### PASSAGE SHOWN
====================
Lawyering is an adversarial profession, but it doesn’t need to be so adversarial that attorneys resort to using dirty tactics to win.

Last week, I wrote an article about some of the dirty tactics I have seen attorneys use during my career.  I received numerous positive emails about the article, and I think most practicing attorneys have experienced adversaries using underhanded strategies at one point or another.  Some attorneys have urged me not to write a follow-up piece lest I give attorneys ideas for underhanded strategies they can use against adversaries!  However, since my article last week seems like it struck a chord with some attorneys, I decided to write a follow-up piece listing additional dirty tactics that lawyers should rarely employ.  I hope I don’t give anyone any ideas.

Sending Documents to the Wrong Office

One of the most annoying tactics I have seen adversaries employ is sending documents to the wrong office.  Many law firms, like some of the shops at which I have worked, have multiple offices, and attorneys may rarely visit locations of a firm other than their home office.  As a result, if adversaries send documents to the wrong office, it can be difficult for the appropriate attorney to review the materials.

Now I know what you are thinking, surely there are times when attorneys innocently send materials to the wrong office.  Of course, this is the case, and I have had experiences when I have notified my adversaries of their mistake, and they later sent materials to the appropriate location.  However, sometimes adversaries have routinely sent materials to the wrong office, and unless the Keystone Cops are running their firms, there is no way they would constantly send materials to the wrong place.

My practice is to always send materials to the correct office, and email a copy of the relevant documents whenever I can.  This is the 21st century, and emailing materials makes things easier.  However, some attorneys intentionally send materials to the wrong location, and if people really trusted their abilities, they would make it easier for their adversaries to review materials.
====================
### RECORD LIST
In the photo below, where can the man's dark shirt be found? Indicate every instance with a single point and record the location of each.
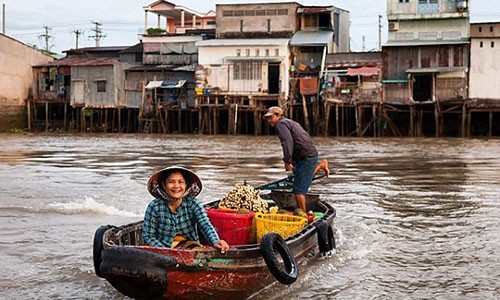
====================
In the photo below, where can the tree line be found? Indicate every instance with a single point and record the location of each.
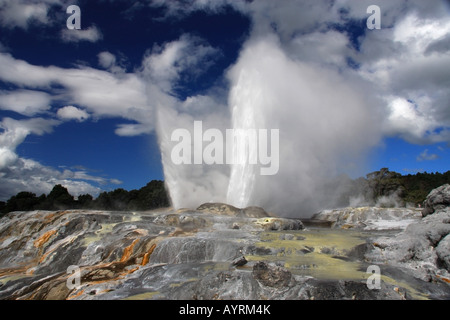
====================
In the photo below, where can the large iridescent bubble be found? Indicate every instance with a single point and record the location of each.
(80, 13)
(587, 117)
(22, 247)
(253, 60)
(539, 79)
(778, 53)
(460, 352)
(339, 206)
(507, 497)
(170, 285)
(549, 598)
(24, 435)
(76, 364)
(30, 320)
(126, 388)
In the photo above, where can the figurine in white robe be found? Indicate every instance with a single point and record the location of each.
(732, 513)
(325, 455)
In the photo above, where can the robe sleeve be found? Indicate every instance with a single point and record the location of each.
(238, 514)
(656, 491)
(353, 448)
====================
### PROBLEM 1
In the passage, what does the author do in addition to sending materials to the correct office?
### PROBLEM 2
Please say whether each statement agrees with the passage, answering yes or no and quoting the deciding words: (a) The author received many positive emails about last week's article. (b) Some attorneys urged the author to write a follow-up piece. (c) The author claims attorneys never innocently send materials to the wrong office.
The lines play no part in what is asked here.

### EXERCISE OUTPUT 1
The author emails a copy of the relevant documents whenever possible.

### EXERCISE OUTPUT 2
(a) Yes: "I received numerous positive emails about the article"
(b) No: "Some attorneys have urged me not to write a follow-up piece"
(c) No: "surely there are times when attorneys innocently send materials to the wrong office. Of course, this is the case"